**What the task asks**
A bare number is required: the count of lines in the material below that hold the word "cluster".

**Material for the task**
____

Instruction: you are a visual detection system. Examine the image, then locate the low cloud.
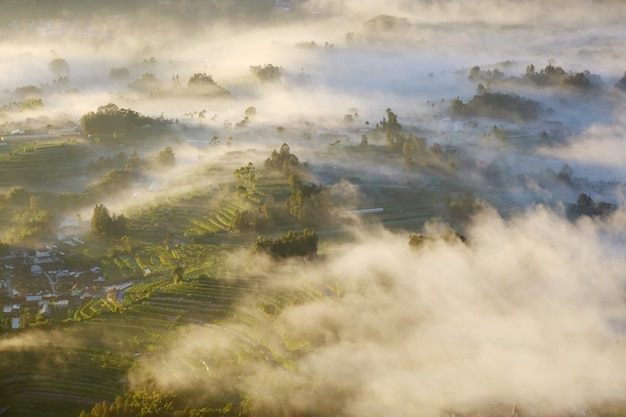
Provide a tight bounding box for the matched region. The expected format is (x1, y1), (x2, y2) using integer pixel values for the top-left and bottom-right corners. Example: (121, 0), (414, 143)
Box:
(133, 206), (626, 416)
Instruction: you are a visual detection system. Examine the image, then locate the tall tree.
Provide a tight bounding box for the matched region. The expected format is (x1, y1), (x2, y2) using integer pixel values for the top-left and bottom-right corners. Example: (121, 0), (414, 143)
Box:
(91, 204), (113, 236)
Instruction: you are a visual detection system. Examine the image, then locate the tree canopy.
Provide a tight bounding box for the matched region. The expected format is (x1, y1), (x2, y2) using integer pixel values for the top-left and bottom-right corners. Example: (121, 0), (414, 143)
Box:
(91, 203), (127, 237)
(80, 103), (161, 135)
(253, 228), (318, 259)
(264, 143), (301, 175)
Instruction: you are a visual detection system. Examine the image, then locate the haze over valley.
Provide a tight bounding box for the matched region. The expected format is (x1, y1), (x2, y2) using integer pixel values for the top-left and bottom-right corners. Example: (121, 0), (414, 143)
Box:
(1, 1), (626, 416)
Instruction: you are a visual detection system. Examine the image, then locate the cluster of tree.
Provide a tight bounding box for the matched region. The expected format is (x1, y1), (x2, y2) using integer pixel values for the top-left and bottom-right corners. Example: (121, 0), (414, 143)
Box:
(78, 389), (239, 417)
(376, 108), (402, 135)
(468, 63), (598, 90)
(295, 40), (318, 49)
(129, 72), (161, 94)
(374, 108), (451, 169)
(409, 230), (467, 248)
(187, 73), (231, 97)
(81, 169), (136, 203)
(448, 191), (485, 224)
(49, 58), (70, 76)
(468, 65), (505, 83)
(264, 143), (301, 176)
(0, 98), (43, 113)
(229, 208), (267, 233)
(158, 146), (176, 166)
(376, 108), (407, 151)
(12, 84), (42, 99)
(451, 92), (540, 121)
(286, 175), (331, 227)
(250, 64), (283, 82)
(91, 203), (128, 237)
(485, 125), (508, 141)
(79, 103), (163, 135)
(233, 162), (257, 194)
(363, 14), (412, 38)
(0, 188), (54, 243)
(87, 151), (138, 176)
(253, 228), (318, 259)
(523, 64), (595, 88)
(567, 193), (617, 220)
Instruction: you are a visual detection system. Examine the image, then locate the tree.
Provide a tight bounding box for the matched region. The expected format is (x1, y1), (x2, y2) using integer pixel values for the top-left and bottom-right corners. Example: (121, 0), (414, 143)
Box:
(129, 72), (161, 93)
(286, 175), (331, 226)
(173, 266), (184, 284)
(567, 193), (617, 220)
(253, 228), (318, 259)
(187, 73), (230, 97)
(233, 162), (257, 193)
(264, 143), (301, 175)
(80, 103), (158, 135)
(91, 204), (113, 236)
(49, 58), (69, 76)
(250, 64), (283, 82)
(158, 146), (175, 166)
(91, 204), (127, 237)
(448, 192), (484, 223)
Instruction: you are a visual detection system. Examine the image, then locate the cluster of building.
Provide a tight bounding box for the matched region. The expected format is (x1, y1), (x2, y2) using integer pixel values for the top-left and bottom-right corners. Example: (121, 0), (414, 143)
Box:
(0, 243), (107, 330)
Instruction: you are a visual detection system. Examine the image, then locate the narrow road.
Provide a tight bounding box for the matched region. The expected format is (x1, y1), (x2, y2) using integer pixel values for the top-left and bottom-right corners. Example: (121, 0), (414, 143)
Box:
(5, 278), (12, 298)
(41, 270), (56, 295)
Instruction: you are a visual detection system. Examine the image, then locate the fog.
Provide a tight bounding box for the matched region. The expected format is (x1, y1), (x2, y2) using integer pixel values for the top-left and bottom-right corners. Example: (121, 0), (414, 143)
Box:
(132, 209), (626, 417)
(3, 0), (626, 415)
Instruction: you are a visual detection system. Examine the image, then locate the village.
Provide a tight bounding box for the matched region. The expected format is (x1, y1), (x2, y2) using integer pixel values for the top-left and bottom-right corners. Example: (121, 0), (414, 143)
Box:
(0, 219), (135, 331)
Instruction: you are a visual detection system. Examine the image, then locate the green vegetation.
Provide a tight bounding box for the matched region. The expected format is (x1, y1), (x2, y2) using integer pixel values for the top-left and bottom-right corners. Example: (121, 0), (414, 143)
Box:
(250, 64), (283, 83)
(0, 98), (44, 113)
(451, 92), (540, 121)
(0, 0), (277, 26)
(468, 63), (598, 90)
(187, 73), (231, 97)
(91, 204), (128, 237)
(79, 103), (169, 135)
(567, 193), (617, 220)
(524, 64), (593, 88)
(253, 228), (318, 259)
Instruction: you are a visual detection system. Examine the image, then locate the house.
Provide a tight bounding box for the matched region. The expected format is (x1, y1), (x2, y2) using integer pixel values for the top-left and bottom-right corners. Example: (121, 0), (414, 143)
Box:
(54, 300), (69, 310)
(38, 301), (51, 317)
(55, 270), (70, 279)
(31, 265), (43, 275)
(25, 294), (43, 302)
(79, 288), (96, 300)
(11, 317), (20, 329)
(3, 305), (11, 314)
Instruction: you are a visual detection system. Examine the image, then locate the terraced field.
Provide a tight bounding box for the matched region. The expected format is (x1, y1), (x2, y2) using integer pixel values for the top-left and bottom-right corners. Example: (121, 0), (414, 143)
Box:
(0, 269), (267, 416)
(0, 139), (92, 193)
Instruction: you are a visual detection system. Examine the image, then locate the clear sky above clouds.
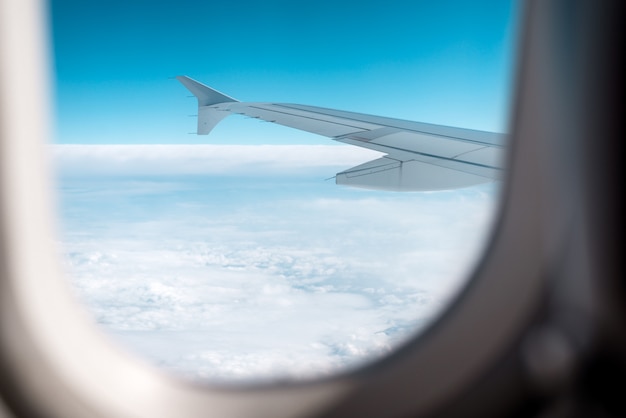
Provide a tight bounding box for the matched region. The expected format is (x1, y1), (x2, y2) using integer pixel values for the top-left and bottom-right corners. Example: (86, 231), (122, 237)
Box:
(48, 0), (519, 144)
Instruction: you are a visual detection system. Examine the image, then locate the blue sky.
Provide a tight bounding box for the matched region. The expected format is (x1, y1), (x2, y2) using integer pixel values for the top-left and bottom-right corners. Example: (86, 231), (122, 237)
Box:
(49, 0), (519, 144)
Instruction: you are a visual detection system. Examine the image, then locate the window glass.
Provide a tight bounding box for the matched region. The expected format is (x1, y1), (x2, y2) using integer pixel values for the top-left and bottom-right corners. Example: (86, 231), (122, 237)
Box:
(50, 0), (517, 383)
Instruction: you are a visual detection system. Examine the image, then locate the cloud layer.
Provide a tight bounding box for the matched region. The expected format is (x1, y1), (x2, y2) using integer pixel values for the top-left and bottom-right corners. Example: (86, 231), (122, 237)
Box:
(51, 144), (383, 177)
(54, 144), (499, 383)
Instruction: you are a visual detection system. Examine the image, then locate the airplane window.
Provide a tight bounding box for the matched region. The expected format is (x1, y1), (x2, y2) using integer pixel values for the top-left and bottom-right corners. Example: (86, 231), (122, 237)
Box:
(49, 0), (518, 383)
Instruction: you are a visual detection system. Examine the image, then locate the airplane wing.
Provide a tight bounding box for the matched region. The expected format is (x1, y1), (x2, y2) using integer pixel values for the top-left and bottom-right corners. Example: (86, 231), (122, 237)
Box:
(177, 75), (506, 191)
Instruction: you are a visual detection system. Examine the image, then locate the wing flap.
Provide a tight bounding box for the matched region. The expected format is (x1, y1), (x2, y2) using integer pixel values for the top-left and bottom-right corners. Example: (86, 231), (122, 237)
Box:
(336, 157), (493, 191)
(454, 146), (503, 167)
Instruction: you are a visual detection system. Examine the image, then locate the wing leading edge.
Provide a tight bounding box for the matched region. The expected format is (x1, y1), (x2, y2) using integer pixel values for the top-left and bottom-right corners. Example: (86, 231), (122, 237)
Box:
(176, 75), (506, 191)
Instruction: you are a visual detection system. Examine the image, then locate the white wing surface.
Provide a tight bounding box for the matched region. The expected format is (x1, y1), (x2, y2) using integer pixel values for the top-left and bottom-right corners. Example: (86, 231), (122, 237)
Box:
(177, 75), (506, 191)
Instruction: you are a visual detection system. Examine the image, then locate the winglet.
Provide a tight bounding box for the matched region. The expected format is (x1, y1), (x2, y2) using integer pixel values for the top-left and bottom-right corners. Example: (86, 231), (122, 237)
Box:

____

**Written answer**
2